» **Problem to solve**
Collect every line in the material below that contains the word "paper", treating uppercase and lowercase letters as different.

» **Records for this exercise**
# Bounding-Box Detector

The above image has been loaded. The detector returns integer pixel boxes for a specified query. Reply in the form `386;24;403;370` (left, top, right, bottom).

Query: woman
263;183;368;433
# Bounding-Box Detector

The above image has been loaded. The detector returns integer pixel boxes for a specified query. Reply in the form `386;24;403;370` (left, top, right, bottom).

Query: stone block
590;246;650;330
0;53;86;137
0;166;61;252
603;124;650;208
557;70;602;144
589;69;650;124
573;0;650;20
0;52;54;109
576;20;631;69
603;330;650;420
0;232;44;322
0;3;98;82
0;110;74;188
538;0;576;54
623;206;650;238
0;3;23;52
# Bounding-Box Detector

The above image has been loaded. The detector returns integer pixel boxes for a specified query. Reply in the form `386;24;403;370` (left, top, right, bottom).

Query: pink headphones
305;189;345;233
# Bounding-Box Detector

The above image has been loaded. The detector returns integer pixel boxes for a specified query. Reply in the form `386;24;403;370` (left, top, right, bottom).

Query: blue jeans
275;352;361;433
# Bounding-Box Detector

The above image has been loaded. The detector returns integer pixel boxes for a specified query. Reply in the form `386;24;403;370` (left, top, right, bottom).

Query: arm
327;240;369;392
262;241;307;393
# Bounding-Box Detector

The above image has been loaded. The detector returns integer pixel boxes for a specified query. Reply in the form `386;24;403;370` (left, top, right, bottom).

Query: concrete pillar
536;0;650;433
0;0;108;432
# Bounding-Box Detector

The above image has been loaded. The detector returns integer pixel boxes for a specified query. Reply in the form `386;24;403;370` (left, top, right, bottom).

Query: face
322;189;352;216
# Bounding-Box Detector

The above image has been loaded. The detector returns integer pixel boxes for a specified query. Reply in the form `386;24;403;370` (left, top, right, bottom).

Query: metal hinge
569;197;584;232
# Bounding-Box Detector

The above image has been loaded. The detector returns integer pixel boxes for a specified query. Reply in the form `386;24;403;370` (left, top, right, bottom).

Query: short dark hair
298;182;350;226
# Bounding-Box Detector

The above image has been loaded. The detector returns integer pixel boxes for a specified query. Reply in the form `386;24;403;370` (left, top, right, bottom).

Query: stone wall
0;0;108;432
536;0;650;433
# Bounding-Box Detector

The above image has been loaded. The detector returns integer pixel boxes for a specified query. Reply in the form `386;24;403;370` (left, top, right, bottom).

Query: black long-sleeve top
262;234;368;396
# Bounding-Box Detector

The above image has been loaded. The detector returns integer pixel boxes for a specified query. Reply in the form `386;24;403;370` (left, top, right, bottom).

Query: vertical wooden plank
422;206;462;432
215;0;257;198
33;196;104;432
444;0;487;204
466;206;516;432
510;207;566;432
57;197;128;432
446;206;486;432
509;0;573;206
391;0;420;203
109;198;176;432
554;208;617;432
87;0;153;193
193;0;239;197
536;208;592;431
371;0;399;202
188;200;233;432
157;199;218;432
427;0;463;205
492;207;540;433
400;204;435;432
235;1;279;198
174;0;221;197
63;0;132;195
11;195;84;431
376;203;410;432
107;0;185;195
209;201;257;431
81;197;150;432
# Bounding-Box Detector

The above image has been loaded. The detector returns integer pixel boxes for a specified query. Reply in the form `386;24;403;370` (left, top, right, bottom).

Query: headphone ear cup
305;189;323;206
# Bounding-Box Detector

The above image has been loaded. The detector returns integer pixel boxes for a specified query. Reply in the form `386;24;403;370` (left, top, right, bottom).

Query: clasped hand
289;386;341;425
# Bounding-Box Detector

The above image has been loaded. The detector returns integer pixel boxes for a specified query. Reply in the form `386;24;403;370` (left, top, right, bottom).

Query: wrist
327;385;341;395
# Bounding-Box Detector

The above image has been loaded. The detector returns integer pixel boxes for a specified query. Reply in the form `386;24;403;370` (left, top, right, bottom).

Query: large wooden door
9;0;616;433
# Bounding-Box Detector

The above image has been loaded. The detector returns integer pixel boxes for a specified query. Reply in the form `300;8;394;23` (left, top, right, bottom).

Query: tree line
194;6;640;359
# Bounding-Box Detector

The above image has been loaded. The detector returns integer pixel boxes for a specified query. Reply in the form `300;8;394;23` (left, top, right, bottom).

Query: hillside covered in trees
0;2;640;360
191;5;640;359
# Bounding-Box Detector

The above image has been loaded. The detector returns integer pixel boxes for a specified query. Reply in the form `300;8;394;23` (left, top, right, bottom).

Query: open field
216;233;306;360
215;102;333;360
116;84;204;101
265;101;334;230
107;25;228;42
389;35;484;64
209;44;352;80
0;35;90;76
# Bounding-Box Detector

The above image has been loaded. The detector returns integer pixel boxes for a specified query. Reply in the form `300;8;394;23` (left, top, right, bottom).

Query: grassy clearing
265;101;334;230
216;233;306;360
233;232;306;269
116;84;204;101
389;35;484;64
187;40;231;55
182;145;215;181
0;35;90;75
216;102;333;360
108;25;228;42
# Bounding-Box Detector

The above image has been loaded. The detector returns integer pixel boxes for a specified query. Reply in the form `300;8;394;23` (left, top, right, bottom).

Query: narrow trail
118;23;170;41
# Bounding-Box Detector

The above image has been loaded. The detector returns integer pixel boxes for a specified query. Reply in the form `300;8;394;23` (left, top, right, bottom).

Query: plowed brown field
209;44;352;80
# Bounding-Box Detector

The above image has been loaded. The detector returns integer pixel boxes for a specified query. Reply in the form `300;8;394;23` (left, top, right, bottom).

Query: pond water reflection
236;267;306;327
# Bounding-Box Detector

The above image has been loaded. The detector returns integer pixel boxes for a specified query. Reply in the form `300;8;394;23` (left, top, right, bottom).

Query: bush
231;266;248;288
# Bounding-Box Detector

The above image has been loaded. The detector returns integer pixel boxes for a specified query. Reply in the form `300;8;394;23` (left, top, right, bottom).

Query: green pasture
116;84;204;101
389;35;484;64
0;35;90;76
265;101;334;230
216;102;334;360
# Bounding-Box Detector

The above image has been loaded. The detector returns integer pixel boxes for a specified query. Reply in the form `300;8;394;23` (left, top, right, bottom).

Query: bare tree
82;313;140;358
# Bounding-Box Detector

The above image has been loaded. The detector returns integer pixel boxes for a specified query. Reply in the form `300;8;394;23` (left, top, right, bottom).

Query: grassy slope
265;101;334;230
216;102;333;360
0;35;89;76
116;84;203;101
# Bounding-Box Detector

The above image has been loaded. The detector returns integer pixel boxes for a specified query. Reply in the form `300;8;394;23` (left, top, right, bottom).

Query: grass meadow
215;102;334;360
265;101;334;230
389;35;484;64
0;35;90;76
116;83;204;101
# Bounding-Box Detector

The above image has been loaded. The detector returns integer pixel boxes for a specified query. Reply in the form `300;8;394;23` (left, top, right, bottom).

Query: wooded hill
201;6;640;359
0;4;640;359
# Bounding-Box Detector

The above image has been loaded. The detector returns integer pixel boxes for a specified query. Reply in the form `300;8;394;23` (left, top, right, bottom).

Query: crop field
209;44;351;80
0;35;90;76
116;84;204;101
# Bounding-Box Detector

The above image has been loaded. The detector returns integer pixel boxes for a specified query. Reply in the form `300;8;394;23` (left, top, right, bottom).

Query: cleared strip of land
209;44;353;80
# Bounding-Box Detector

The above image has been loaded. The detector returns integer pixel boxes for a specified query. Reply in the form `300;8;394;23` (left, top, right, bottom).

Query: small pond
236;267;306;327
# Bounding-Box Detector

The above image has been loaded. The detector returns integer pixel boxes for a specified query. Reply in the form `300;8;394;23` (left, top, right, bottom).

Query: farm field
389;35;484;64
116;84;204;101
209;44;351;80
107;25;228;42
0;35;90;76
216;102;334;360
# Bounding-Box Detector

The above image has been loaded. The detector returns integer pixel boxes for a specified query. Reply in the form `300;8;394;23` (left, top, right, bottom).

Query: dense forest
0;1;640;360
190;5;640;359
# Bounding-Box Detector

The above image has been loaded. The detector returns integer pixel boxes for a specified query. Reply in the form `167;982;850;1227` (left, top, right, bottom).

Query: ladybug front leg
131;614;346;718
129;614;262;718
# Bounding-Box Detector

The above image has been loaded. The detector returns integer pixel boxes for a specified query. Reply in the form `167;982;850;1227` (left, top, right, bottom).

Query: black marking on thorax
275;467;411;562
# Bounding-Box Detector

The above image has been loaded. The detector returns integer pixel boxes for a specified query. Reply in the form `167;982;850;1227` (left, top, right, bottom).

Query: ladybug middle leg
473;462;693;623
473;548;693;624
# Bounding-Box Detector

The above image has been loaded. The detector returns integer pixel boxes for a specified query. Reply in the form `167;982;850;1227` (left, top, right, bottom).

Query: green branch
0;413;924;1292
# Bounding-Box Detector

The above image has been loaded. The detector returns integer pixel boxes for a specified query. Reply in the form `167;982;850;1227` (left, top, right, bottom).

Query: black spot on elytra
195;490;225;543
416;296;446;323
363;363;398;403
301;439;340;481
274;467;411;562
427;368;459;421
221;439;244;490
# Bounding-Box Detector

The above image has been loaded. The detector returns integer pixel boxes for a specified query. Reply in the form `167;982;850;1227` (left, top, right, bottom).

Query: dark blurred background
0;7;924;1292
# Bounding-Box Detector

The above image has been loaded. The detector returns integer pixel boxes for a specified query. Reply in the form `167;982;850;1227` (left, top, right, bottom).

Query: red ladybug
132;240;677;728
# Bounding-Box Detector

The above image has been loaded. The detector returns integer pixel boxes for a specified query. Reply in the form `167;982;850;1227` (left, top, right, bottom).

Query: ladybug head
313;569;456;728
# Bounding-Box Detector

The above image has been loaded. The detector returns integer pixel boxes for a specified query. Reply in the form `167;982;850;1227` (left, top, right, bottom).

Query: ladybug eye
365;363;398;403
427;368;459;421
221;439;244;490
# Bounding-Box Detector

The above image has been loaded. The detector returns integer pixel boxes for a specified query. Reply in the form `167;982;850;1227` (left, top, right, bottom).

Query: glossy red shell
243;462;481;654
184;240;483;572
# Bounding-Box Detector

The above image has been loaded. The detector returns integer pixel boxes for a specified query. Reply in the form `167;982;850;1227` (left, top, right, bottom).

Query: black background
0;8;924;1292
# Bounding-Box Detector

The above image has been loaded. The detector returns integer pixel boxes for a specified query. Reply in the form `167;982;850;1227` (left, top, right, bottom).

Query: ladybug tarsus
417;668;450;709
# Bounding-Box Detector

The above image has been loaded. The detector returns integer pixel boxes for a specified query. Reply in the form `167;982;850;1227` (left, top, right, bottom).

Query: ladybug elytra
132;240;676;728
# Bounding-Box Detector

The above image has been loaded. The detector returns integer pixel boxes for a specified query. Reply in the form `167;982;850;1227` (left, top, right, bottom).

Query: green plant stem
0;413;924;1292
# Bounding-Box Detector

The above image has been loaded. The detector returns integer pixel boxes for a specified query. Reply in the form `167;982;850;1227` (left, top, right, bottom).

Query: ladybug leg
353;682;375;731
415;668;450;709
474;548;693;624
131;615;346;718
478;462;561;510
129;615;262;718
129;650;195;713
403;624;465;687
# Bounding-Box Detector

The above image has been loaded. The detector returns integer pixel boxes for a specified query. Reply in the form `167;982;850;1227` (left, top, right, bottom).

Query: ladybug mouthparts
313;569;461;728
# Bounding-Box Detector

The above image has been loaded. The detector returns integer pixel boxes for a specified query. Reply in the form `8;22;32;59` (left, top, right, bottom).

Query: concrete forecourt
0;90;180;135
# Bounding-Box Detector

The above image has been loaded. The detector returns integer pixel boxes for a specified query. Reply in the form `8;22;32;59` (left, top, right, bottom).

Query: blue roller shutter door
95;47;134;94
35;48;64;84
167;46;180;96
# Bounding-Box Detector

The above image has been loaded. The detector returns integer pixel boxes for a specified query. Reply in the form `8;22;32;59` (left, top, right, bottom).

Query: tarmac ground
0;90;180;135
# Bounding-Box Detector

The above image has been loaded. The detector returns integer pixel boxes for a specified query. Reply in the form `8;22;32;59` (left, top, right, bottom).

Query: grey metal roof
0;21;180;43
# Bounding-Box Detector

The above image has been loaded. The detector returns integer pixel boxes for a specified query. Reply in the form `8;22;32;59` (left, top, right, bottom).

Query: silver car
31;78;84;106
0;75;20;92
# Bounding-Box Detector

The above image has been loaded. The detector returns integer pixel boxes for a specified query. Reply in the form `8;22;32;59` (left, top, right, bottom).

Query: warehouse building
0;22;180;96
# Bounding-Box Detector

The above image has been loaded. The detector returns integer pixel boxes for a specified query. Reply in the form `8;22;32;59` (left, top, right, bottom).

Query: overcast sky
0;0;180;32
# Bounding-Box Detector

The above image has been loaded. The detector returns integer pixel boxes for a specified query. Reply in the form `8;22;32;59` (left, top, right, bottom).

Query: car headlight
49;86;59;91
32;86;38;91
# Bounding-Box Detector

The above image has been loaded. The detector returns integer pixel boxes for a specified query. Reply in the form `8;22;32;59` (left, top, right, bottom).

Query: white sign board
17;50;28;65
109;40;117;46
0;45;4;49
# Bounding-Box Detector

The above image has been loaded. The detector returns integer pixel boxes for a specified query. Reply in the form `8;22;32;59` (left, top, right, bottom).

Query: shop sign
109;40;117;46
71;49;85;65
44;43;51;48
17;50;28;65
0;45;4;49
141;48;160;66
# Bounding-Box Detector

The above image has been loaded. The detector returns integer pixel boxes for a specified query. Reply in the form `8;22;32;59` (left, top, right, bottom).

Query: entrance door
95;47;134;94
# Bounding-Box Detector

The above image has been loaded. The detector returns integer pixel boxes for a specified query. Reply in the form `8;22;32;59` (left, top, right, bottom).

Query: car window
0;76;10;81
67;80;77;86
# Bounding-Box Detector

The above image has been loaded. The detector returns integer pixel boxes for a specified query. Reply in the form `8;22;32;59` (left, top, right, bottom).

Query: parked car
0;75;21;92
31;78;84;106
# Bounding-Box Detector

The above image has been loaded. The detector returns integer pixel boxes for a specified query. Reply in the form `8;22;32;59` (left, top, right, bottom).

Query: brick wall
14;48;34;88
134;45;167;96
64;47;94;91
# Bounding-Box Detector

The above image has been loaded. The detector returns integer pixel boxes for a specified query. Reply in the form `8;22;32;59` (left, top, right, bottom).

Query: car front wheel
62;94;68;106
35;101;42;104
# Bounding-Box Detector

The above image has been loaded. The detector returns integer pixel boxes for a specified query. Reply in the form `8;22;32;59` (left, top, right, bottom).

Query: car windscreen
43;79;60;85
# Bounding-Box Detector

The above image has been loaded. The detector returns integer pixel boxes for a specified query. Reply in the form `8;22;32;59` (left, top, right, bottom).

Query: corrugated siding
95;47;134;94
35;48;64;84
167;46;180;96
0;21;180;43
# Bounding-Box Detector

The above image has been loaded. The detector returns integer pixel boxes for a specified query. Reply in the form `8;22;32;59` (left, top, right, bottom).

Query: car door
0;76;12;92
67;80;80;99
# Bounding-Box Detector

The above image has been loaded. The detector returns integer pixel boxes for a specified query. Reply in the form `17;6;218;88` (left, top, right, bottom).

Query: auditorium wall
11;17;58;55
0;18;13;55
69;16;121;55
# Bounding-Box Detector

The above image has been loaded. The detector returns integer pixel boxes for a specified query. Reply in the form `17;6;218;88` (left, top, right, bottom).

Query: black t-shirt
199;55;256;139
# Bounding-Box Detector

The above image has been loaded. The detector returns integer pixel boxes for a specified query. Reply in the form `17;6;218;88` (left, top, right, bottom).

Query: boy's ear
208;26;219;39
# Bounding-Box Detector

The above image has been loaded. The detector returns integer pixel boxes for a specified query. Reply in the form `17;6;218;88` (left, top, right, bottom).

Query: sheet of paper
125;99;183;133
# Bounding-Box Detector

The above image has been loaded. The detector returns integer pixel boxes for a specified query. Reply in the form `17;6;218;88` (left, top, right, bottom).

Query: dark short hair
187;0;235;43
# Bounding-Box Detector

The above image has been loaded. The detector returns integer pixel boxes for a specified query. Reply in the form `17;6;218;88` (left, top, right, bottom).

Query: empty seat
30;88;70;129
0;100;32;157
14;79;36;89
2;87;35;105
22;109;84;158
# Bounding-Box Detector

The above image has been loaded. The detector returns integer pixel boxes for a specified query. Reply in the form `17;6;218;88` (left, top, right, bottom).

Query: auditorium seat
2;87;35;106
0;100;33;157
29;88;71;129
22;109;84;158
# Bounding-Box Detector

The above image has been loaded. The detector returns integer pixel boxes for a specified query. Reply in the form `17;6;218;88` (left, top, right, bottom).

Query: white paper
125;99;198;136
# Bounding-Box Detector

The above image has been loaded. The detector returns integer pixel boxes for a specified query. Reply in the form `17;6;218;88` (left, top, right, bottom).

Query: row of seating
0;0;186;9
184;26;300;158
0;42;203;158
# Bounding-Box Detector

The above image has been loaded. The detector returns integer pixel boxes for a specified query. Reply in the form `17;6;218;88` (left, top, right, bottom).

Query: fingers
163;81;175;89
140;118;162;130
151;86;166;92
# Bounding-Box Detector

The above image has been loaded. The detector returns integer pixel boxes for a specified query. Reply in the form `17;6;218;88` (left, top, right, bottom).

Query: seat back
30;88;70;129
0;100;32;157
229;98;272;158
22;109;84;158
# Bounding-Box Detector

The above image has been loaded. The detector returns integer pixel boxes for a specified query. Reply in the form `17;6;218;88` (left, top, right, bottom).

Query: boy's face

» **Written solution**
Query: sheet of paper
Query: white paper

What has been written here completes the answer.